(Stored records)
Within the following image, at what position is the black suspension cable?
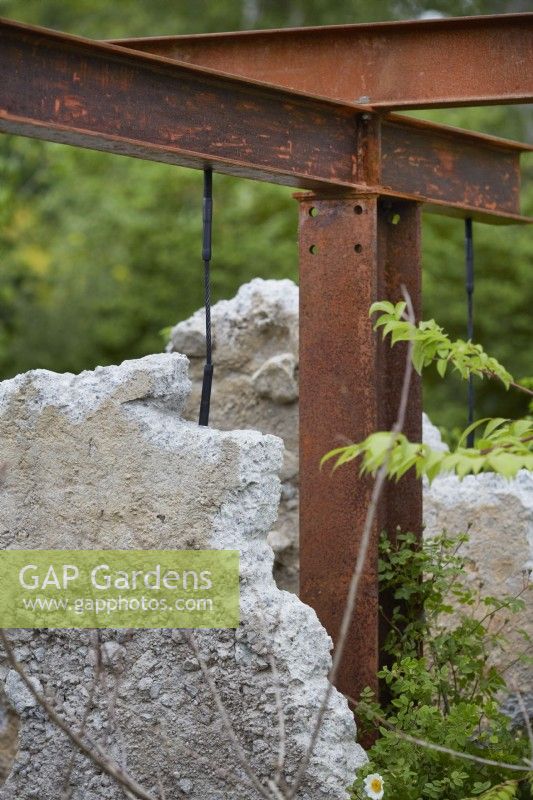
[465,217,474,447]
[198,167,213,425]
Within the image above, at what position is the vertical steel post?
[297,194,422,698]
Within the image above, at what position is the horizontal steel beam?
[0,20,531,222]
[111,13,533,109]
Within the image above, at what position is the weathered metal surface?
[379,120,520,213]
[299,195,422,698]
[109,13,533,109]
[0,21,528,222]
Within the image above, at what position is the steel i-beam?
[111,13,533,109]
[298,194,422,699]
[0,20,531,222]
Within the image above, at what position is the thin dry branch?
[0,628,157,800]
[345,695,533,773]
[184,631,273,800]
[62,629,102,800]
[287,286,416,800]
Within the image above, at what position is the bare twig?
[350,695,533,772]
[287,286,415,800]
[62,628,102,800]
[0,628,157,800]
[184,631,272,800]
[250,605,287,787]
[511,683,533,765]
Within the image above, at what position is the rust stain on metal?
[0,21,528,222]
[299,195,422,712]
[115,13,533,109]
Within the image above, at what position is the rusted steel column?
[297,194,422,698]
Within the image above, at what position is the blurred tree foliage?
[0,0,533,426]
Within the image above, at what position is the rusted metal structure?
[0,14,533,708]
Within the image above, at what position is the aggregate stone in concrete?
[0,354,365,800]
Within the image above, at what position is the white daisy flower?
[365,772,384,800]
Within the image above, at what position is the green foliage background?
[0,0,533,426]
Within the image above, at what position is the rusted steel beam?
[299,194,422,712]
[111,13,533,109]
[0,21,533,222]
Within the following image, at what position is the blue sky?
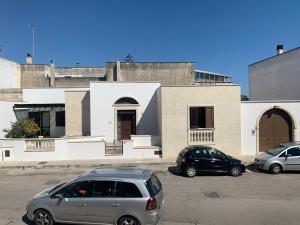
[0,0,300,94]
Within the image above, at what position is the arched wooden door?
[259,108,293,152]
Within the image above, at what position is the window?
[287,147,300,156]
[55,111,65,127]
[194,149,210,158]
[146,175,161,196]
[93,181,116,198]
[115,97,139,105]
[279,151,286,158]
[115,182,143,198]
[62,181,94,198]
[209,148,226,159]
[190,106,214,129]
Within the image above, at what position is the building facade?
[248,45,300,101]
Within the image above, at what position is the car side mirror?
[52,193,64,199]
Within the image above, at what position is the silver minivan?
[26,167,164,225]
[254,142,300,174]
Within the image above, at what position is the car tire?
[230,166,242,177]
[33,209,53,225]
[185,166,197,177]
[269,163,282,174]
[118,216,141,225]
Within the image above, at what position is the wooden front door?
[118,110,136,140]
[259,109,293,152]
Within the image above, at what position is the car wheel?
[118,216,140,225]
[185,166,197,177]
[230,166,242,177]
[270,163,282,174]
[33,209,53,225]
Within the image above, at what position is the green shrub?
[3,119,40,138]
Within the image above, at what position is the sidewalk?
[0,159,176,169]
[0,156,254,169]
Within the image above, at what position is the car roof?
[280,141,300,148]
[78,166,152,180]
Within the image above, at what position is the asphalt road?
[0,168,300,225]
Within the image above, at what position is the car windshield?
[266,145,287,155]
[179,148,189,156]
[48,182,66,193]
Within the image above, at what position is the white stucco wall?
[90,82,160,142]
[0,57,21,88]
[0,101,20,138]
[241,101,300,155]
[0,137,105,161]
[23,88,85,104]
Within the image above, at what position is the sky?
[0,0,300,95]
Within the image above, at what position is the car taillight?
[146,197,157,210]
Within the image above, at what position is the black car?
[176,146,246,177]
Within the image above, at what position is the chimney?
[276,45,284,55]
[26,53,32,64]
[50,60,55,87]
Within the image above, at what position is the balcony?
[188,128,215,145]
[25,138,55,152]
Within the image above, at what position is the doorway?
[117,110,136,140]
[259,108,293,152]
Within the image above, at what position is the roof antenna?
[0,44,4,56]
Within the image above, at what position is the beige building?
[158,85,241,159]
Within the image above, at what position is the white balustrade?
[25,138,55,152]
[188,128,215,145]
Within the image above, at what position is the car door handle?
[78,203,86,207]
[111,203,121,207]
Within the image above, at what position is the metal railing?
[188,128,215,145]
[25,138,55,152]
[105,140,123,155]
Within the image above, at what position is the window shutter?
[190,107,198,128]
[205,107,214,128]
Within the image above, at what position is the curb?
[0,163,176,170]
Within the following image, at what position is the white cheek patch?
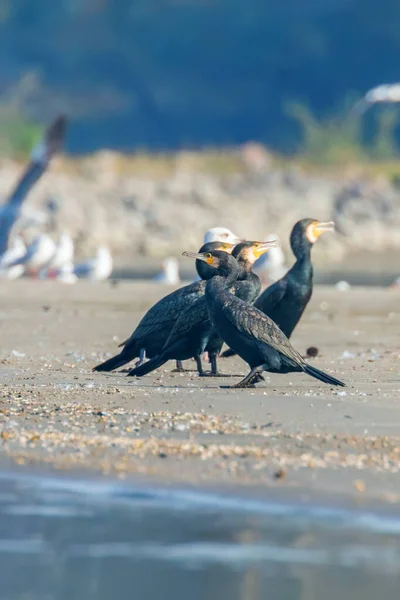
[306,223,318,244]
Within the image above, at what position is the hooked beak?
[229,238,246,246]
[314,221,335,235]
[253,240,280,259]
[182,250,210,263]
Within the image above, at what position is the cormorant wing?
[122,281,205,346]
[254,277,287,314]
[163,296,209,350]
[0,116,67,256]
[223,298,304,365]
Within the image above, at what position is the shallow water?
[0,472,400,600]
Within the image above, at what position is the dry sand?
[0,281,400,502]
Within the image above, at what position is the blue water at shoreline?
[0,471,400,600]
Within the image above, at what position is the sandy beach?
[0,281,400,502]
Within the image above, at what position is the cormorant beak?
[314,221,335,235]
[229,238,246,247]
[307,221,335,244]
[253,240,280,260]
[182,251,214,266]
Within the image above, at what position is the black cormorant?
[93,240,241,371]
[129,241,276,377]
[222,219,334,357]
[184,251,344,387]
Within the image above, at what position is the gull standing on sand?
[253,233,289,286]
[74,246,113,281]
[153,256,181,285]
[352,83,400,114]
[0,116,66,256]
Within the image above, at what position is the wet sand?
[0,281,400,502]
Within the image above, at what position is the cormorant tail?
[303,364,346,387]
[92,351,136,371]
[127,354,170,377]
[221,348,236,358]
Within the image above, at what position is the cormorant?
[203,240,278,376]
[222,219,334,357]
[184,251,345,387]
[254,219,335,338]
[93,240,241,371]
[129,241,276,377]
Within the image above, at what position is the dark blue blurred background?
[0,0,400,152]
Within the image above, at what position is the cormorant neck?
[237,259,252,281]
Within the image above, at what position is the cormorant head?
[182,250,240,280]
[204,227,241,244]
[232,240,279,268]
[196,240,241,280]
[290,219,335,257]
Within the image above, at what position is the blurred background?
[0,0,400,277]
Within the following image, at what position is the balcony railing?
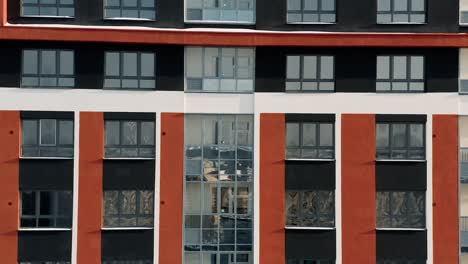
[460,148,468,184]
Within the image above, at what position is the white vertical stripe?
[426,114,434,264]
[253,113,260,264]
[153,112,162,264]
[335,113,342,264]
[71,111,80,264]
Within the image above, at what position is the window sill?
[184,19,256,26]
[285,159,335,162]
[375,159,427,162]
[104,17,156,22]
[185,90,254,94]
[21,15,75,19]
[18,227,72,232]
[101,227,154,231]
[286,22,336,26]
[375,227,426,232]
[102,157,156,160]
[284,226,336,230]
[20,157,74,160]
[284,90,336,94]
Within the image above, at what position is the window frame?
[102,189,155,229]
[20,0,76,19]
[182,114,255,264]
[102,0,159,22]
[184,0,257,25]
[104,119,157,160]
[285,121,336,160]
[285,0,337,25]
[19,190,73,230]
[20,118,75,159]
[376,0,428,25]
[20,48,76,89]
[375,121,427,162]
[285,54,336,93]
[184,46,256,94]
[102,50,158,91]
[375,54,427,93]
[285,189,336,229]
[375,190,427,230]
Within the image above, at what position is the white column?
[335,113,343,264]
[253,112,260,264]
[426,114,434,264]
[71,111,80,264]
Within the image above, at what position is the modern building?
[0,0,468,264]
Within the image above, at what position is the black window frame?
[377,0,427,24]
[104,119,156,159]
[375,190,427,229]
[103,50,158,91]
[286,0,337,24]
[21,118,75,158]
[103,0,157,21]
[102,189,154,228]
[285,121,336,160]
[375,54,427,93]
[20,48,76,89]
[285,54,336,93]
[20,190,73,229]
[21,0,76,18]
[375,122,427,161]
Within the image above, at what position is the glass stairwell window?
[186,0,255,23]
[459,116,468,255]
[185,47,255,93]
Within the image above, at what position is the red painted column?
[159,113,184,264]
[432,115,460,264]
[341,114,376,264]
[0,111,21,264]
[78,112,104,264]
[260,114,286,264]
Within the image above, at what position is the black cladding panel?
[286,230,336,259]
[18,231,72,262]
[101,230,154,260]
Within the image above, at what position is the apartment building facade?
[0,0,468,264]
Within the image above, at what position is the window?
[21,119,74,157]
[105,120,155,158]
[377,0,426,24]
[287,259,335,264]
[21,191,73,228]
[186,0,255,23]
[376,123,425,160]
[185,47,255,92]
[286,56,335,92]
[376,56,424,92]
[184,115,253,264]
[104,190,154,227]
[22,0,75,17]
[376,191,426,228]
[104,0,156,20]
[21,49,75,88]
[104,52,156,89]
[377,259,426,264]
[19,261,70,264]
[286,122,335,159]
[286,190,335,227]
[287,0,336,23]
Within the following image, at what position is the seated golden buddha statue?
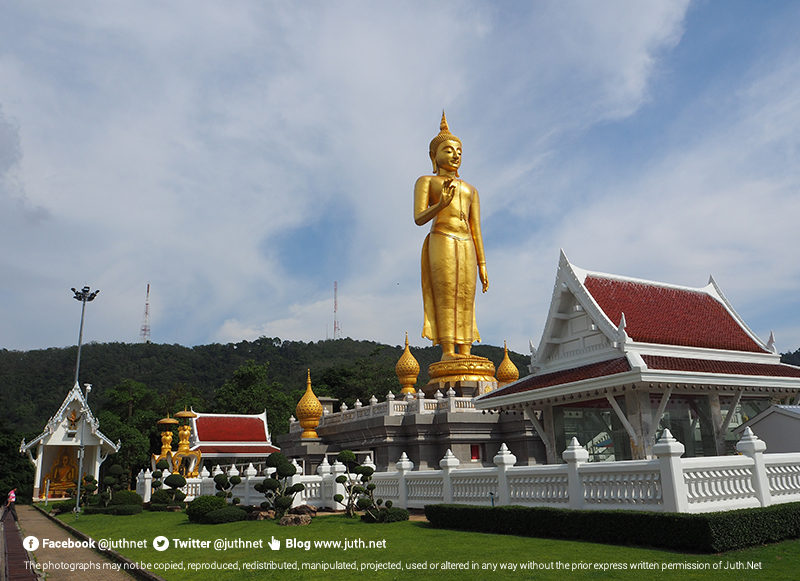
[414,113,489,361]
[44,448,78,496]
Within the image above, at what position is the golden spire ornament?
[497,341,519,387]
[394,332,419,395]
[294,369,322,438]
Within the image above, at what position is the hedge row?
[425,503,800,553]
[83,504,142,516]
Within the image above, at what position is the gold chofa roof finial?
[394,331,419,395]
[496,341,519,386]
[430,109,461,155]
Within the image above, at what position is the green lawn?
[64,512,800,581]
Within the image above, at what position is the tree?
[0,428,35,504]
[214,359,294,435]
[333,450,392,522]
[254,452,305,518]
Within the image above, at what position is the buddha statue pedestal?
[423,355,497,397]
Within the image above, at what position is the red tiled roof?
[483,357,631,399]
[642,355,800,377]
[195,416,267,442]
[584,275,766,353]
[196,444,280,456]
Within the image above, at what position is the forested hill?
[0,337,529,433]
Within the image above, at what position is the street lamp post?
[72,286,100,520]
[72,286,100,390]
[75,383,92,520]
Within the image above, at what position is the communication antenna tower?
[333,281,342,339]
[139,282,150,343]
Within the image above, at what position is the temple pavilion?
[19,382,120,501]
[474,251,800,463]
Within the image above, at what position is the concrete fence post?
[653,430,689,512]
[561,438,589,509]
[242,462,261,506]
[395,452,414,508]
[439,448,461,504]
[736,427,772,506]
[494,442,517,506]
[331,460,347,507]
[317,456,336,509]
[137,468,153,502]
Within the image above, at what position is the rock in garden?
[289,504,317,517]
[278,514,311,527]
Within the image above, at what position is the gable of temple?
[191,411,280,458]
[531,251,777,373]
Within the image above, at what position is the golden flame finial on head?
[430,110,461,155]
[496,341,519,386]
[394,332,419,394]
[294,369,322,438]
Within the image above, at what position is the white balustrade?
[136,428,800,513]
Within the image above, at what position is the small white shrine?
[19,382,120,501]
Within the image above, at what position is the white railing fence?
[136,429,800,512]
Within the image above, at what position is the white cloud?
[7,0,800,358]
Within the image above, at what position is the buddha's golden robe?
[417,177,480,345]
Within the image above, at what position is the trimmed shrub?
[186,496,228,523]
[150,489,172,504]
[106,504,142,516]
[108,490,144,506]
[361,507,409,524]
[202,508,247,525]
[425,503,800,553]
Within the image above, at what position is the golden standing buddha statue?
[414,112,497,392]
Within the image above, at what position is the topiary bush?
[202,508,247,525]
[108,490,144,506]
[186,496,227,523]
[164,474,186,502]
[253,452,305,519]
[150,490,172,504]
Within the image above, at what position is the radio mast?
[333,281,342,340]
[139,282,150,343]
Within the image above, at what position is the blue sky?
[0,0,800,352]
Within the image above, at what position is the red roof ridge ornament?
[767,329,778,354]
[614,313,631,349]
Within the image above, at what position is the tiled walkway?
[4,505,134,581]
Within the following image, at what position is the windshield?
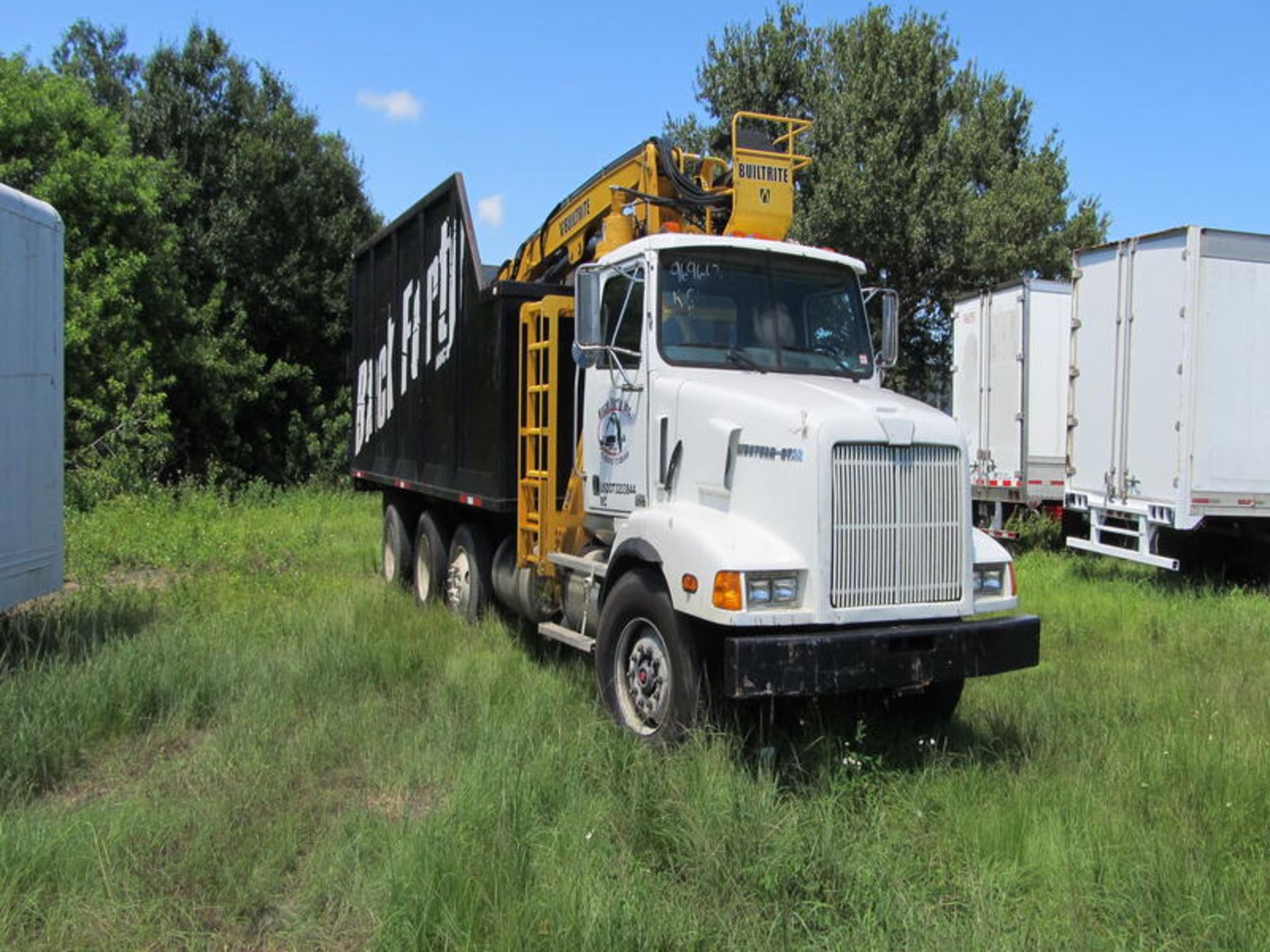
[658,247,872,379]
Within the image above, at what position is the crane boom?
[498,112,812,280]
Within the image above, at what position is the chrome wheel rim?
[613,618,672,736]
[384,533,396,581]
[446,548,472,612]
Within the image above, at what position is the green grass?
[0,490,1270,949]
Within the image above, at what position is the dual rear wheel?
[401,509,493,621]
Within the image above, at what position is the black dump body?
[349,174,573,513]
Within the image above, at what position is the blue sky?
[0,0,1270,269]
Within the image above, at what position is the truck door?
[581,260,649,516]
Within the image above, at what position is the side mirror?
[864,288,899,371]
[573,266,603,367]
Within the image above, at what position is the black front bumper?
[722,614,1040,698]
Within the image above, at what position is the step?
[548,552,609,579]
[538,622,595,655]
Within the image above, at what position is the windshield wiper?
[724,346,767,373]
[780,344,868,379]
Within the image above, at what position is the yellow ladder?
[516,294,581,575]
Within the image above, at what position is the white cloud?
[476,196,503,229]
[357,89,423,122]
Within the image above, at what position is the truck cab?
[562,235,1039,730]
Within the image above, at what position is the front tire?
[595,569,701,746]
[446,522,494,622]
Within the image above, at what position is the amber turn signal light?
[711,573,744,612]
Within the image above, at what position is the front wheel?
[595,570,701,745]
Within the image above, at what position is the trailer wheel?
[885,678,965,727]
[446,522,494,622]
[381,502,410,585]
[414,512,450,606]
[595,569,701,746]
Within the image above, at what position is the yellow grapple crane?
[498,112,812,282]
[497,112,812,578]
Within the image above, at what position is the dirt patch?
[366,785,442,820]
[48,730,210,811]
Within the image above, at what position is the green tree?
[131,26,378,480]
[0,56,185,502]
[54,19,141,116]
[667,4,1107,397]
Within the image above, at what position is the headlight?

What to do
Copy the lines of the material starting at the line that contains "Within the image above, at what position is the silver" and ending at the line that contains "[118,216,141,225]", both included, and reproduce them without any change.

Solution
Within the image above, at what position is the silver minivan?
[26,167,164,225]
[254,142,300,174]
Within the image above, at what position is the car tire?
[230,166,242,177]
[33,209,53,225]
[185,166,197,177]
[269,163,282,174]
[118,216,141,225]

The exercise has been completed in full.